TO DO:
1. From the passage on the Cautopates relief, extract the words from "The mystery religion" up to and including "spaces of Mithraism.".
2. In the passage about the Cautopates relief, what does the standing figure hold in his right hand?
3. Carry on the passage about the Cautopates relief, starting after its last sentence.
— START OF TEXT BLOCK —
This fragment is dominated by a standing figure carved in high relief who wears a belted tunic and leggings and holds an inverted torch in his right hand. His costume and attribute suggest that the figure is Cautopates, an attendant of the god Mithras, who was a Persian creation deity as well as the god of light.

The mystery religion named for him, Mithraism, spread throughout the Roman Empire and was especially popular with Roman soldiers during the 2nd-3rd centuries CE. Cautopates was likely shown with Mithras’ other attendant, Cautes. As protectors of Mithras, Cautopates and Cautes often appeared on reliefs that flanked the entrances to Mithraea, the cave-like sacred spaces of Mithraism.
— END OF TEXT BLOCK —
— START OF SUPPLIED MATERIAL —
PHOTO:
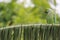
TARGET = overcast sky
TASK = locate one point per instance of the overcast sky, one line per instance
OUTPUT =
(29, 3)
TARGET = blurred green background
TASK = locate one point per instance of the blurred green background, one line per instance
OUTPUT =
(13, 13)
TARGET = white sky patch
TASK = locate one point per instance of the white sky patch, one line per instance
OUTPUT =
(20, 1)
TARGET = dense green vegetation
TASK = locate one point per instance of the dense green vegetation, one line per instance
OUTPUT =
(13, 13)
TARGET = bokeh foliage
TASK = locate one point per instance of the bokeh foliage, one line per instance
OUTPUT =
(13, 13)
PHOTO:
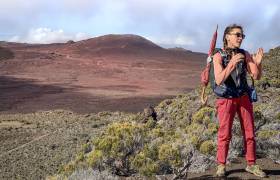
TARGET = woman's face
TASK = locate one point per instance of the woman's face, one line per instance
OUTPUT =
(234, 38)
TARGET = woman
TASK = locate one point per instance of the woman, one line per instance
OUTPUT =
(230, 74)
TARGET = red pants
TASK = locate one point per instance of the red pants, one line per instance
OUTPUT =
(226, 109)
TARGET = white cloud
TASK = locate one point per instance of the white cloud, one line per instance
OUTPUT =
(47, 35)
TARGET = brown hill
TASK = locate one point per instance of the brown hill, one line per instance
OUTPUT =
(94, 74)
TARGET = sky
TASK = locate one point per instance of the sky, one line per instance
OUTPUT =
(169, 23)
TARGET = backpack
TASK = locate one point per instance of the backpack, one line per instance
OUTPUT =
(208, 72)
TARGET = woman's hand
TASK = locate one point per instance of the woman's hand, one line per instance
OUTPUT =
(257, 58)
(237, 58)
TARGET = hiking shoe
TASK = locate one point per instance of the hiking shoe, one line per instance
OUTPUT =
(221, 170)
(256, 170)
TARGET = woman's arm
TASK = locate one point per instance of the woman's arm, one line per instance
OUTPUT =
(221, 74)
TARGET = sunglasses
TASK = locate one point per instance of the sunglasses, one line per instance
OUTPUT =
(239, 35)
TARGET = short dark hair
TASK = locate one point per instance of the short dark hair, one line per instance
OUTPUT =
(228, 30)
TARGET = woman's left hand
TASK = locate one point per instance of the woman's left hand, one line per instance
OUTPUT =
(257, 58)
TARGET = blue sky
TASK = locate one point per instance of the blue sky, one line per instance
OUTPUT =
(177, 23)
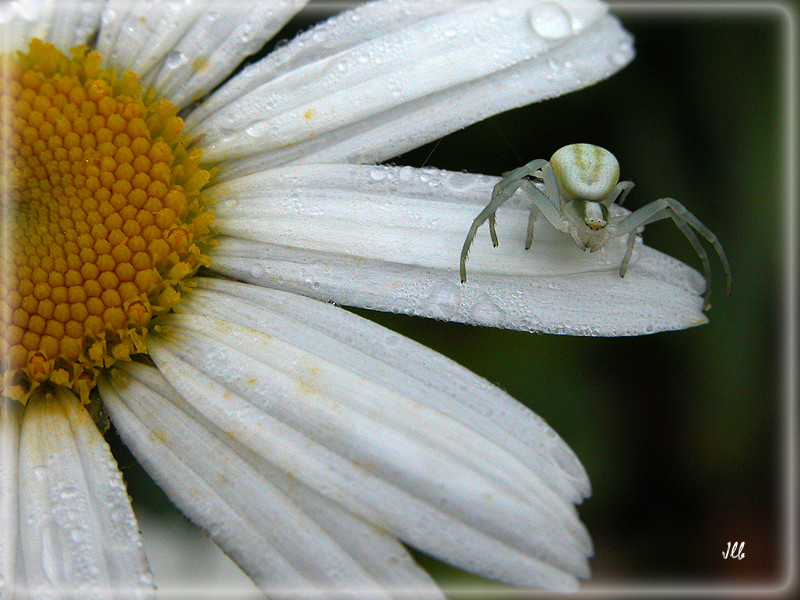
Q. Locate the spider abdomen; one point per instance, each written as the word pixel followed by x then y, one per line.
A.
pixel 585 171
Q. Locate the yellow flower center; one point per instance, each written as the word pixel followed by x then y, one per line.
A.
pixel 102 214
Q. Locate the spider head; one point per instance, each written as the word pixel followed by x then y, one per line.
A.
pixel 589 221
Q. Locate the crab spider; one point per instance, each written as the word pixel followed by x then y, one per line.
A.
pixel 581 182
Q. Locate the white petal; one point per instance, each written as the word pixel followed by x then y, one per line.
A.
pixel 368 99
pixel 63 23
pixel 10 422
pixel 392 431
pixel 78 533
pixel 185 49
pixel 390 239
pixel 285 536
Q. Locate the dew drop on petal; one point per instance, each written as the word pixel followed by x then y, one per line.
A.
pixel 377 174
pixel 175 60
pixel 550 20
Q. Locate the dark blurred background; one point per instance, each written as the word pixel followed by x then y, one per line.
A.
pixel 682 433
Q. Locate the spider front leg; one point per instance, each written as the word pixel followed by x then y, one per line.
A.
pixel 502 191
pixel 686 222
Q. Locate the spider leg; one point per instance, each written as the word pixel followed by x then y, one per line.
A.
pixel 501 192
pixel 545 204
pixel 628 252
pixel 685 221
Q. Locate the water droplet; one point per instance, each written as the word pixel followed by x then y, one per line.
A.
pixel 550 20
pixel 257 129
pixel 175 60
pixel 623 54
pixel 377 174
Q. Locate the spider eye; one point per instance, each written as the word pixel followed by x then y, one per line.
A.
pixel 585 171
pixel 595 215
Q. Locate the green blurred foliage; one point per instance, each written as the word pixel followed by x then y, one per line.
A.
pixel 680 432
— END OF SUPPLIED MATERIAL —
— START OF SUPPLIED MATERIAL —
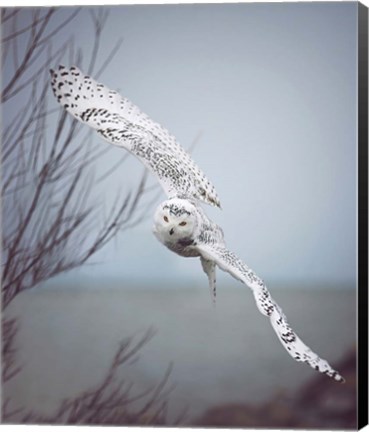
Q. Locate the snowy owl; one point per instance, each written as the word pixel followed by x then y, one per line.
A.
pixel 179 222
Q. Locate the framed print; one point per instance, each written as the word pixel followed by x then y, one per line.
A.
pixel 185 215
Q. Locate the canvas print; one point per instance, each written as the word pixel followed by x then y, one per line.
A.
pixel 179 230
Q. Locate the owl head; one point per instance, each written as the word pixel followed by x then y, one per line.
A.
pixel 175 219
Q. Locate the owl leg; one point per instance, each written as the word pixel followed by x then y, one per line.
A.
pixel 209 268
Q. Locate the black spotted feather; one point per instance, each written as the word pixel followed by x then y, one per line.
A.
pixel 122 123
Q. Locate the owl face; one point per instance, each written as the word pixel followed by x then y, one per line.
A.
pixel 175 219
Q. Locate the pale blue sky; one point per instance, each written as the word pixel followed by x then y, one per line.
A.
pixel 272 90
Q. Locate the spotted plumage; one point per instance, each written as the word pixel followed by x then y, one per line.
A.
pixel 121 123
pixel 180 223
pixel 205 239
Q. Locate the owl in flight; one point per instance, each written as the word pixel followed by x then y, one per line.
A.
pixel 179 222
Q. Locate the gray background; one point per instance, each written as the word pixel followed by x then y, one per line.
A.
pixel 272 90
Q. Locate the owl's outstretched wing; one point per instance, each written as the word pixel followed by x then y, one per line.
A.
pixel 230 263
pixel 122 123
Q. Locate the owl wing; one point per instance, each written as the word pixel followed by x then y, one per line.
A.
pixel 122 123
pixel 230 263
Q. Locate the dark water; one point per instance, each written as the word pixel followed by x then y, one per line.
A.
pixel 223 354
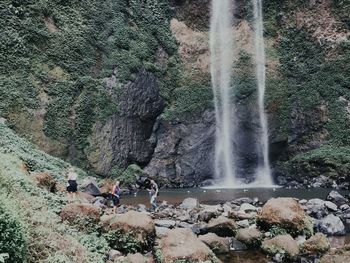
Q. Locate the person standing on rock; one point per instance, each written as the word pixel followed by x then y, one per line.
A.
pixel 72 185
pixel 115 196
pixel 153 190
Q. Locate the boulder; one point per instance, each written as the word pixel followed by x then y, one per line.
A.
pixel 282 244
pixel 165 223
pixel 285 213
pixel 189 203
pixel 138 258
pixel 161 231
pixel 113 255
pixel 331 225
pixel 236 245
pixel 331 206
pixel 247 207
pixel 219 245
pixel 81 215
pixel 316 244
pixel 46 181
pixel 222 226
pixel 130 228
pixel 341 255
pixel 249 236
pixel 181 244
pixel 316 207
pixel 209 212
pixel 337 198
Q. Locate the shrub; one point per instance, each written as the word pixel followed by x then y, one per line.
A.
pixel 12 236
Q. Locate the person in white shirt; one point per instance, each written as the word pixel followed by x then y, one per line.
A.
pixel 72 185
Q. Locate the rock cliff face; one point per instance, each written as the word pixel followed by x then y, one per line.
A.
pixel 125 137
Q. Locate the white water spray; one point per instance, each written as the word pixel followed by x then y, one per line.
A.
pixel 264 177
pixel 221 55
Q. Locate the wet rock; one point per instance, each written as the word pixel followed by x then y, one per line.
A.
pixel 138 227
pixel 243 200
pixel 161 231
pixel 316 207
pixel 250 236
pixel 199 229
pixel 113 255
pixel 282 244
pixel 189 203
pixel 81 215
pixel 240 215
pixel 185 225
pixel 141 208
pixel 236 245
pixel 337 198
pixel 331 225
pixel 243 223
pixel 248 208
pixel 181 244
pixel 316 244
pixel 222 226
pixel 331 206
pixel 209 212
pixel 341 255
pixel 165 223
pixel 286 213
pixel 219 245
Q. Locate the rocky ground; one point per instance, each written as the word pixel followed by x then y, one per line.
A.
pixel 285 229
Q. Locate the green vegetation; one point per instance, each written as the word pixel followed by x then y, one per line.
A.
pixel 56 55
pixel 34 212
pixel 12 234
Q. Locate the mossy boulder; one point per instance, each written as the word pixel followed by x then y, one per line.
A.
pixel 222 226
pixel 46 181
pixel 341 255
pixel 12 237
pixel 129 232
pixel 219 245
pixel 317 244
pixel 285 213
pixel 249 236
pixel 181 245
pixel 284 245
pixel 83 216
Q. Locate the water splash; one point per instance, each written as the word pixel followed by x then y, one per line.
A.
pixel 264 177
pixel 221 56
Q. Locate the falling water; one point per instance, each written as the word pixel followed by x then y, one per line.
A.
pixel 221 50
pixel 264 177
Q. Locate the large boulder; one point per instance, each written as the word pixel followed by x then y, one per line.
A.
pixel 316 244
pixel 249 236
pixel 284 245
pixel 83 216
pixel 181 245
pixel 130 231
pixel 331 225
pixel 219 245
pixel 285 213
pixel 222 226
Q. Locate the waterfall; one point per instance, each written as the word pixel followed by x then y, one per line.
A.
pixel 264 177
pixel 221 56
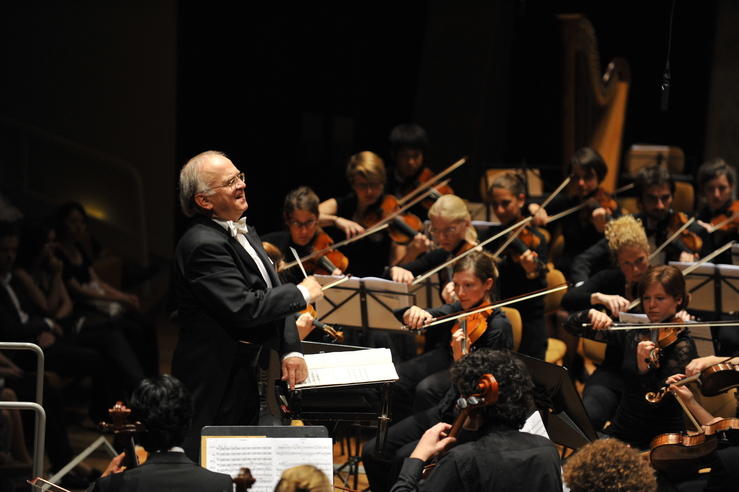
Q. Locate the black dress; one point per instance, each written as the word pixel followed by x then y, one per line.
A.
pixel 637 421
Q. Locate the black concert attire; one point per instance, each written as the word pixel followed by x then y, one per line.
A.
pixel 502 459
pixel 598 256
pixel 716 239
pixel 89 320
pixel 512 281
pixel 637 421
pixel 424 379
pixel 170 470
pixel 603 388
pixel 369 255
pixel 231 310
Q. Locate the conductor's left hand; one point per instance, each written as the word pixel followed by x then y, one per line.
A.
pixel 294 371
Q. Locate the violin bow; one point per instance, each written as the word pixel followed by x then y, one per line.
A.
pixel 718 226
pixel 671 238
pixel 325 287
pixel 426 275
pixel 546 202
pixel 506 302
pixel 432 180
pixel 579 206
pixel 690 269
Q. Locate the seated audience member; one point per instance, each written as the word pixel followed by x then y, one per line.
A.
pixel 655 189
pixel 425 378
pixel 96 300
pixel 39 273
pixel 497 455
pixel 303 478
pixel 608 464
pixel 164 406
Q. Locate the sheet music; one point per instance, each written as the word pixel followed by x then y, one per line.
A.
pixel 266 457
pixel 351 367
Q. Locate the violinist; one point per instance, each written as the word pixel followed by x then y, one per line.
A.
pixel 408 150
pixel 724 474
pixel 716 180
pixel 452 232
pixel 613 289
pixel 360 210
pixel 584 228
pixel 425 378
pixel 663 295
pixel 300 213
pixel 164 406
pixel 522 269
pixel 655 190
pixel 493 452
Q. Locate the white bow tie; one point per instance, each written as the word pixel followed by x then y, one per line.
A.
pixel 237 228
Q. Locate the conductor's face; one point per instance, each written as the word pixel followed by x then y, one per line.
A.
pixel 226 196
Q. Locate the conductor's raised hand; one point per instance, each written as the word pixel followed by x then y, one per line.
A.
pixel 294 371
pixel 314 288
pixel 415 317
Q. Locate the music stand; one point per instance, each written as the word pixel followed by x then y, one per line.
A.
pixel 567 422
— END OF SUPPLIED MATERIAL —
— START OF SUPPLIED MATERIAL —
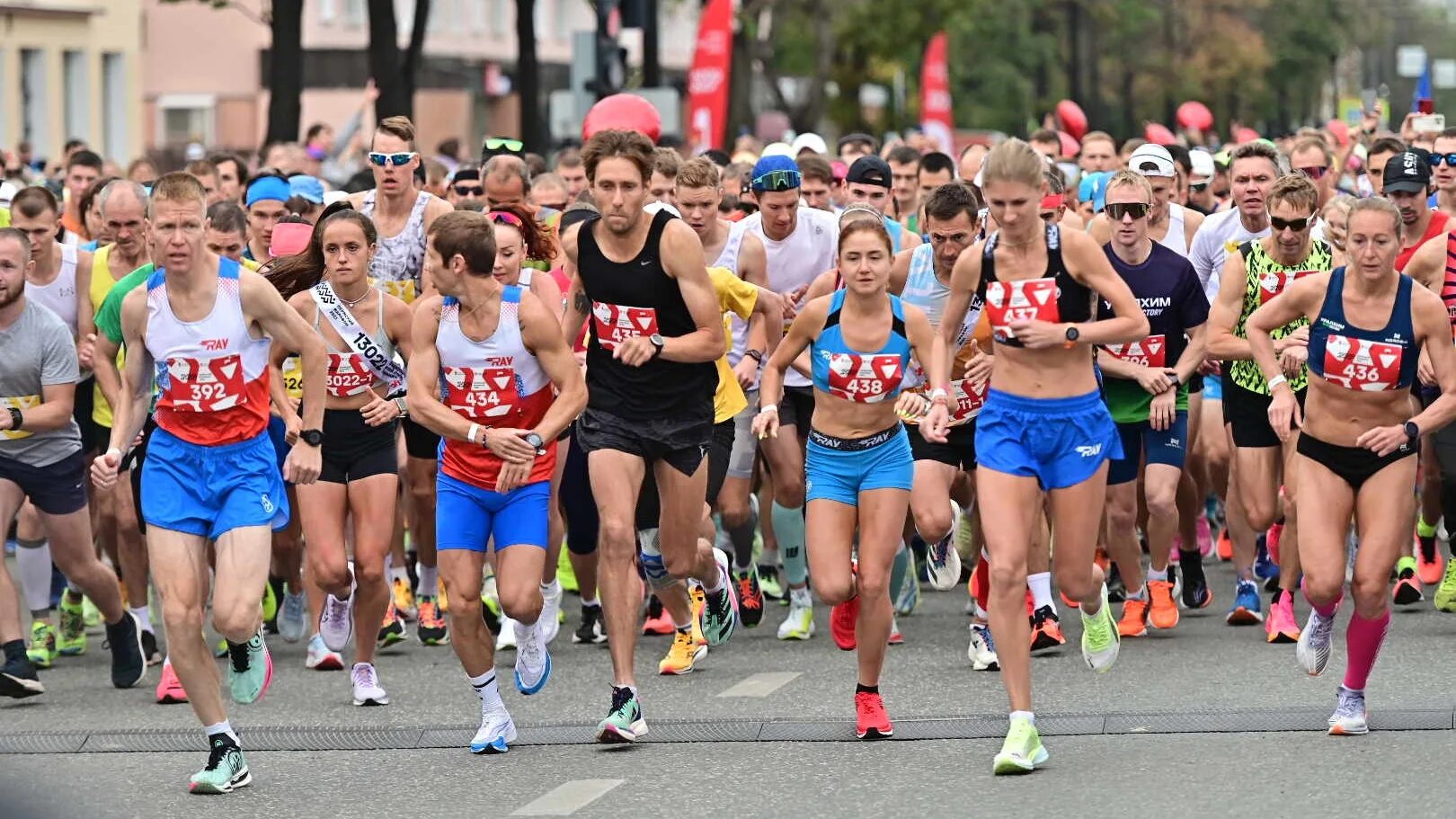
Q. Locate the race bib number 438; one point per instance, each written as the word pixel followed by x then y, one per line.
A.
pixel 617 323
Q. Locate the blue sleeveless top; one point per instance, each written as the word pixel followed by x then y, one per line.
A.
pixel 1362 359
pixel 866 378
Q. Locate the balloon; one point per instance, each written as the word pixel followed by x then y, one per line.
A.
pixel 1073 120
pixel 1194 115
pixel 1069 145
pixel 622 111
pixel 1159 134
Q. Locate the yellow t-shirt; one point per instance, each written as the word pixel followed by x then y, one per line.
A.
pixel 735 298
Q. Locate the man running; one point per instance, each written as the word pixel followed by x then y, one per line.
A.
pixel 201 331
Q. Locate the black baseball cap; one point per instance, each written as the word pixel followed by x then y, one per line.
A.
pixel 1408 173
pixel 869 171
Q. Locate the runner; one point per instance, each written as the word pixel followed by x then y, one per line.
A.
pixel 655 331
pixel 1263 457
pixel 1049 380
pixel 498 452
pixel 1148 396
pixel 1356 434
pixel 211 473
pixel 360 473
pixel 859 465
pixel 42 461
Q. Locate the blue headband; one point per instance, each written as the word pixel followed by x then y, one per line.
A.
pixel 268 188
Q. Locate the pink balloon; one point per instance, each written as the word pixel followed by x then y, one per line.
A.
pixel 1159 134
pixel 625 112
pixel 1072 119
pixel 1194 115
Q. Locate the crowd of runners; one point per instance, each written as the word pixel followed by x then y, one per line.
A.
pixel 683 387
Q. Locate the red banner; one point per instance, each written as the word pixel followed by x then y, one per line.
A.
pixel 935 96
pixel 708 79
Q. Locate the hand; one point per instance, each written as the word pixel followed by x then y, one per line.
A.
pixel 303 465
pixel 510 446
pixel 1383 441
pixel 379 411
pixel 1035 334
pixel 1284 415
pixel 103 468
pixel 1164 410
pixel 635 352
— END OF SUPPLIED MATERIAL —
OUTPUTS:
1.
The mystery religion named for him, Mithraism, spread throughout the Roman Empire and was especially popular with Roman soldiers during the 2nd-3rd centuries CE. Cautopates was likely shown with Mithras’ other attendant, Cautes. As protectors of Mithras, Cautopates and Cautes often appeared on reliefs that flanked the entrances to Mithraea, the cave-like sacred spaces of Mithraism.

2. An inverted torch.

3.
Astrology was central to the Mithraic religion, and Cautopates is shown bordered by the fragmentary remains of three of the six zodiac signs he is associated with: the head and forelegs of the goat representing Capricorn, the centaur drawing a bow representing Sagittarius, and the tail of a scorpion representing Scorpio. These zodiac symbols were just one part of band that likely included all twelve signs shown in order counter clockwise around Cautopates and Cautes.

Provenance: Max Falk, New York, by 1983, [mode of acquisition unknown]; Walters Art Museum, 1984, by gift.